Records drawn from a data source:

-- Begin --

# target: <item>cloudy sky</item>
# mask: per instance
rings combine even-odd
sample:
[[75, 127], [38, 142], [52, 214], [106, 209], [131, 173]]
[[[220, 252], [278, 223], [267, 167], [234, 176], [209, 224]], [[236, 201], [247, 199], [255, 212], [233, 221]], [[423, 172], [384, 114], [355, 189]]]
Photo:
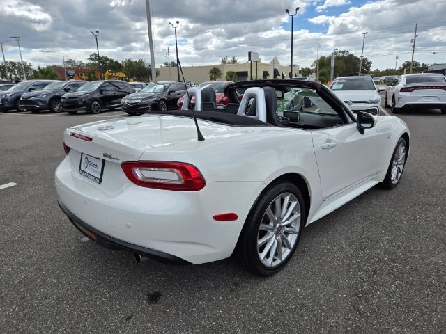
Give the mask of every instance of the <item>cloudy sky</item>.
[[[393, 67], [410, 59], [410, 39], [418, 24], [415, 59], [446, 63], [445, 0], [151, 0], [157, 66], [174, 60], [178, 29], [183, 65], [220, 63], [224, 56], [290, 62], [291, 18], [285, 8], [300, 6], [294, 19], [293, 62], [307, 67], [334, 48], [364, 56], [372, 68]], [[85, 61], [95, 52], [90, 31], [98, 30], [100, 54], [122, 60], [149, 60], [144, 0], [2, 0], [0, 40], [21, 38], [24, 61], [33, 65], [61, 63], [62, 56]], [[291, 10], [293, 11], [293, 10]], [[6, 60], [20, 59], [17, 45], [3, 43]], [[433, 54], [433, 52], [436, 52]]]

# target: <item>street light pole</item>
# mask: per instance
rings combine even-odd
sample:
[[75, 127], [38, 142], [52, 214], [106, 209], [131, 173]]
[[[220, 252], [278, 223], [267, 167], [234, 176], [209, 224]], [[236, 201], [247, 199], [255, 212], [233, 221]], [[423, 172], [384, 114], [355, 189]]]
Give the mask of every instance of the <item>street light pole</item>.
[[176, 48], [176, 74], [178, 76], [178, 81], [180, 81], [180, 66], [178, 65], [178, 43], [176, 39], [176, 29], [178, 27], [180, 24], [180, 22], [176, 22], [176, 26], [174, 26], [171, 23], [169, 22], [169, 24], [172, 26], [172, 28], [175, 29], [175, 47]]
[[96, 50], [98, 51], [98, 68], [99, 69], [99, 78], [102, 80], [102, 72], [100, 70], [100, 58], [99, 58], [99, 46], [98, 45], [98, 36], [99, 35], [99, 31], [97, 30], [95, 34], [91, 31], [90, 31], [90, 32], [93, 33], [93, 35], [95, 36], [95, 38], [96, 39]]
[[364, 43], [365, 42], [365, 35], [367, 34], [368, 31], [365, 33], [362, 33], [362, 50], [361, 51], [361, 60], [360, 61], [360, 73], [358, 75], [361, 75], [361, 67], [362, 67], [362, 55], [364, 54]]
[[334, 56], [336, 55], [336, 51], [337, 49], [334, 49], [334, 51], [332, 54], [332, 71], [330, 75], [330, 80], [331, 81], [334, 79]]
[[19, 47], [19, 54], [20, 54], [20, 62], [22, 63], [22, 70], [23, 70], [23, 79], [26, 79], [26, 74], [25, 73], [25, 66], [23, 65], [23, 59], [22, 58], [22, 50], [20, 50], [20, 38], [19, 36], [9, 36], [10, 38], [13, 38], [17, 40], [17, 45]]
[[318, 40], [318, 54], [317, 61], [316, 63], [316, 81], [319, 82], [319, 40]]
[[6, 80], [9, 80], [9, 74], [8, 74], [8, 66], [6, 65], [6, 60], [5, 59], [5, 53], [3, 51], [3, 42], [0, 42], [1, 47], [1, 54], [3, 55], [3, 65], [5, 67], [5, 73], [6, 73]]
[[299, 10], [300, 7], [296, 7], [295, 11], [294, 14], [290, 14], [290, 11], [289, 9], [286, 9], [285, 12], [288, 14], [288, 16], [291, 17], [291, 62], [290, 63], [290, 79], [293, 78], [293, 31], [294, 28], [294, 16], [297, 15], [298, 10]]

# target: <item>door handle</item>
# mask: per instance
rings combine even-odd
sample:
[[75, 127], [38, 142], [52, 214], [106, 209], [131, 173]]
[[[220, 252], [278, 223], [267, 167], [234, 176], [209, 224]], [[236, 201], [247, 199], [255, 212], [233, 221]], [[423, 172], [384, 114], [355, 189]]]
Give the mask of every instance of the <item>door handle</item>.
[[336, 146], [337, 146], [337, 143], [336, 141], [330, 141], [321, 145], [321, 148], [323, 150], [327, 150], [328, 148], [335, 148]]

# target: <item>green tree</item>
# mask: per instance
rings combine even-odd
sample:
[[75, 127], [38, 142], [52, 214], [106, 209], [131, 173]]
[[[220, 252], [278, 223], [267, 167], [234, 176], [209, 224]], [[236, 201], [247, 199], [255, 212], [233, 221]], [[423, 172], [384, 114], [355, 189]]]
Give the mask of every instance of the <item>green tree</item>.
[[209, 79], [215, 81], [222, 77], [222, 71], [218, 67], [212, 67], [209, 70]]
[[34, 71], [34, 73], [33, 73], [32, 77], [33, 79], [54, 80], [59, 77], [59, 74], [49, 66], [47, 66], [46, 67], [38, 66], [37, 70]]
[[237, 81], [237, 74], [234, 71], [228, 71], [226, 72], [226, 81]]
[[[315, 67], [316, 61], [314, 61], [312, 65], [312, 67]], [[361, 73], [367, 74], [370, 72], [371, 67], [371, 61], [366, 57], [362, 58], [362, 66]], [[334, 77], [344, 77], [346, 75], [356, 74], [357, 75], [360, 70], [360, 58], [351, 54], [349, 51], [339, 51], [336, 52], [334, 56]], [[319, 81], [321, 82], [327, 82], [330, 79], [331, 72], [331, 55], [325, 56], [319, 58]], [[322, 73], [328, 73], [323, 76]]]
[[[31, 65], [31, 63], [24, 61], [23, 65], [25, 67], [26, 78], [31, 77], [34, 72], [34, 69]], [[8, 74], [9, 74], [8, 80], [11, 81], [23, 80], [23, 69], [22, 68], [22, 63], [20, 61], [6, 61], [6, 66], [8, 67]], [[6, 79], [6, 73], [5, 72], [3, 63], [1, 63], [1, 65], [0, 65], [0, 77]]]
[[94, 81], [95, 80], [98, 80], [96, 75], [95, 74], [95, 72], [93, 70], [89, 70], [89, 72], [87, 72], [86, 80], [87, 81]]

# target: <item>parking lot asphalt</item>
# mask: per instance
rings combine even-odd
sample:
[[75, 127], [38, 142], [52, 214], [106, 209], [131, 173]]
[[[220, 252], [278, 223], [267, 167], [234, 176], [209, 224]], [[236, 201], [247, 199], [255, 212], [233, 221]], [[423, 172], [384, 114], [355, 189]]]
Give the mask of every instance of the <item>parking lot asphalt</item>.
[[[387, 109], [387, 111], [388, 109]], [[446, 116], [403, 112], [403, 179], [306, 228], [289, 265], [261, 278], [231, 259], [169, 266], [86, 239], [56, 204], [66, 127], [98, 116], [0, 114], [0, 332], [446, 331]]]

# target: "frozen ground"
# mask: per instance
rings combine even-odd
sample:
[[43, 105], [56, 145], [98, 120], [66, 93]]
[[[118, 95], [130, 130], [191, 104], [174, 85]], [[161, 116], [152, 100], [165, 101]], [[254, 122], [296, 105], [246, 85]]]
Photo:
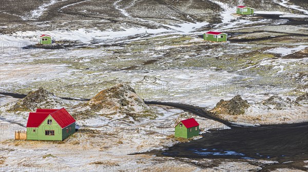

-- End --

Please write out the material again, starting with its first line and going on through the line with "52], [436, 52]]]", requests included, and shift every polygon coordinate in the answers by adding 92 to each number. Omit the pictures from your reply.

* **Exercise output**:
# target: <item>cloudy sky</item>
# mask: per instance
rings combine even-odd
sample:
[[75, 127], [38, 142], [52, 214], [106, 209], [131, 173]]
[[[220, 252], [278, 223], [267, 167], [234, 176], [209, 224]], [[236, 201], [247, 199], [255, 212], [233, 221]], [[423, 172], [384, 114], [355, 189]]]
Photo:
Give the mask of every instance of the <item>cloudy sky</item>.
[[[485, 159], [502, 151], [502, 131], [510, 116], [507, 151], [538, 155], [537, 92], [243, 92], [249, 158], [266, 152], [270, 121], [275, 157], [312, 155], [316, 148], [382, 154], [383, 110], [377, 100], [392, 98], [386, 111], [385, 154], [399, 159], [426, 140], [456, 148], [464, 160]], [[177, 153], [187, 144], [182, 123], [190, 122], [192, 146], [214, 152], [241, 152], [236, 92], [94, 92], [92, 132], [113, 130], [116, 153], [125, 157], [153, 155], [154, 148]], [[383, 102], [385, 103], [385, 102]], [[98, 152], [112, 151], [109, 137], [95, 135]], [[525, 146], [525, 144], [528, 144]]]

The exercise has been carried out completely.